▸ Stated goal
Can you retype only the lines from the one with "Phrase: lower wooden cabinet" through the final line of the material, exactly as given?

(Source records)
──────────────────────────────

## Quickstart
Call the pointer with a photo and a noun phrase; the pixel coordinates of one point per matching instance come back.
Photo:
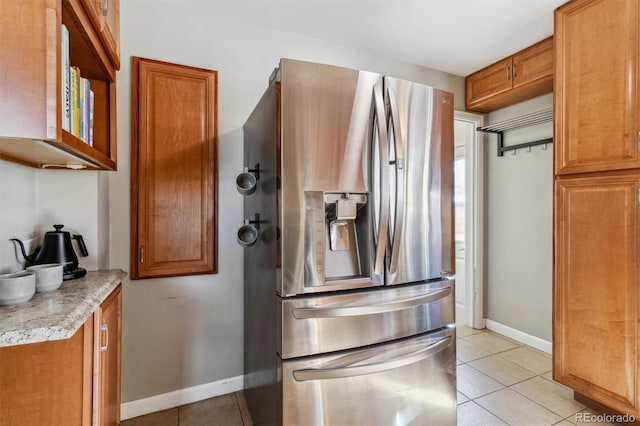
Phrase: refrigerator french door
(348, 271)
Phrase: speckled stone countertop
(58, 314)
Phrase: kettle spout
(28, 258)
(81, 244)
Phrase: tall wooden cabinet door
(596, 86)
(596, 288)
(108, 328)
(533, 63)
(489, 81)
(173, 170)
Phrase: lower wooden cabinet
(106, 383)
(69, 382)
(596, 314)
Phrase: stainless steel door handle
(105, 328)
(399, 170)
(104, 7)
(375, 367)
(348, 311)
(383, 191)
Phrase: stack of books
(77, 97)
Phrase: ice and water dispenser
(337, 238)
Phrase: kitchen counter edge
(59, 314)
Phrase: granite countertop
(59, 314)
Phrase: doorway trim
(474, 219)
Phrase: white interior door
(468, 196)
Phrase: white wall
(34, 200)
(182, 332)
(18, 211)
(519, 191)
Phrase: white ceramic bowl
(17, 287)
(48, 276)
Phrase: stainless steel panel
(326, 125)
(318, 324)
(422, 246)
(407, 382)
(260, 300)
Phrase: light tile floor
(500, 382)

──────────────────────────────

▸ Exercise result
Phrase: lower wooden cabinet
(106, 383)
(69, 382)
(596, 314)
Phrase: stainless steel door handle
(105, 328)
(399, 170)
(104, 7)
(375, 367)
(348, 311)
(383, 191)
Phrase: stack of books
(77, 97)
Phrase: ice and water dispenser
(337, 238)
Phrase: kitchen counter edge
(59, 314)
Phrase: granite countertop
(59, 314)
Phrase: doorway trim
(474, 219)
Phrase: white interior door
(468, 196)
Phrase: white wall
(34, 200)
(182, 332)
(18, 211)
(519, 191)
Phrase: white ceramic bowl
(17, 287)
(48, 276)
Phrase: stainless steel panel
(326, 125)
(318, 324)
(422, 246)
(407, 382)
(260, 300)
Phrase: light tile floor
(500, 382)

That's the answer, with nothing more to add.